-------- 正文

# Delta Linear Regression

* See this [Notion Page](https://www.notion.so/delta-linear-regression-1ae807742b3549f4af1d16e1f47c4203) for detail
* Related to: [Sketch-RNN](https://github.com/jiahaoliu1891/Sketch-Composer)

## 一个关于 Linear Regression 的简单分析

Linear Regression on data $X, Y$:

$$
\hat{y} = w x + b
$$

损失 $L$ 是 $X, \hat{y}, w$ 三者的函数:

$$
L = \frac12(y-\hat{y})^2
$$

 梯度  $\frac{\partial L}{\partial w}$  正比与 $x$ 的取值 

$$
\frac{\partial L}{\partial w} = (y-\hat{y})x
$$

当我们用 SGD 训练的时候,  $w$  受到学习率 $\alpha$  和梯度的共同作用。 

$$
w := w - \alpha  \frac{\partial L}{\partial w} =w - \alpha(y-\hat{y})x 
$$

假设世界的真实规律是:

$$
y = 2x + 1
$$

我们根据这个规律采集数据点：$(1, 3), (2, 5), (3, 7), \dots,  (100, 201)$

假设此时 $w = 1.9, b = 1.0$。考虑两个数据点$(1, 3)$ 和 $(100, 201)$

对于第一个数据点 $(1, 3)$，预测误差 $(y-\hat{y}) = -0.1$, 而 $x = 1$。因此我们调整参数 $w$ 的方法为：

$$
w := w - \alpha\frac{\partial L}{\partial w} = w + \alpha \times 0.1
$$

考虑到真实世界的 $w_{gt} = 2$, 此时**合理**的学习率 $\alpha=1.0$ .

但如果第二个数据点 $(100, 201)$，预测误差 $(\hat{y}-y) = -10$, 而 $x = 100$。因此我们调整参数 $w$ 的方法为：

$$
w := w - \alpha\frac{\partial L}{\partial w} = w + \alpha \times 1000
$$

考虑到真实世界的 $w_{gt} = 2$, 此时合理的学习率 $\alpha= 10^{-4}$.

从上边的例子我们可以发现，$x$ 变大 $10^2$倍，梯度 $\frac{\partial L}{\partial w}$变大 $10^4$ 倍，合理的学习率  $\alpha$ 的值就得小 $10^4$ 。（这也就是为什么做ML需要经常调学习率的参数，以及我们 preprocess 的时候为什么要 normalize data）

我们可以思考，到底什么是 $\frac{\partial L}{\partial w}$? 为什么他会随 $x$ 的变化而变化如此剧烈？这需要我们思考参数空间，即不同的 $w$ 对预测结果的影响。在数据 $x$ 处给 $w$ 一个变化量$dw$，预测结果发生的变化为：

$$
dy=(w+dw)x - wx=x \times dw 
$$

我们可以发现，对于同样的变化 $dw$， 在不同数据点 $x$ 处，$dy$ 是不一样的。


In [3]:
import numpy as np
import matplotlib.pyplot as plt
import torch
from torch.autograd import Variable


class linearRegression(torch.nn.Module):
    def __init__(self, inputSize, outputSize):
        super(linearRegression, self).__init__()
        self.linear = torch.nn.Linear(inputSize, outputSize)

    def forward(self, x):
        out = self.linear(x)
        return out

    
def trainLR(model, X, y):
    lr = 0.01
    epochs = 10

    loss_func = torch.nn.MSELoss() 
    optimizer = torch.optim.SGD(model.parameters(), lr=lr)

----------------
-------- 练习材料

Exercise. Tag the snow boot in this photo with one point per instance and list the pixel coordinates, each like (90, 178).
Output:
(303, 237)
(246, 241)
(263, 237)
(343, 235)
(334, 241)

----------------

▸ 任务要求:
1) 复述线性回归这篇正文中从“self.linear = torch.nn.Linear(inputSize, outputSize)”到“loss_func = torch.nn.MSELoss()”的部分，首尾两处都包括在内。
2) 记录里哪些行含有字符串“list”？请把这些行逐一摘出来。

▸ 作答:
1)
self.linear = torch.nn.Linear(inputSize, outputSize)

    def forward(self, x):
        out = self.linear(x)
        return out

    
def trainLR(model, X, y):
    lr = 0.01
    epochs = 10

    loss_func = torch.nn.MSELoss()

2)
Exercise. Tag the snow boot in this photo with one point per instance and list the pixel coordinates, each like (90, 178).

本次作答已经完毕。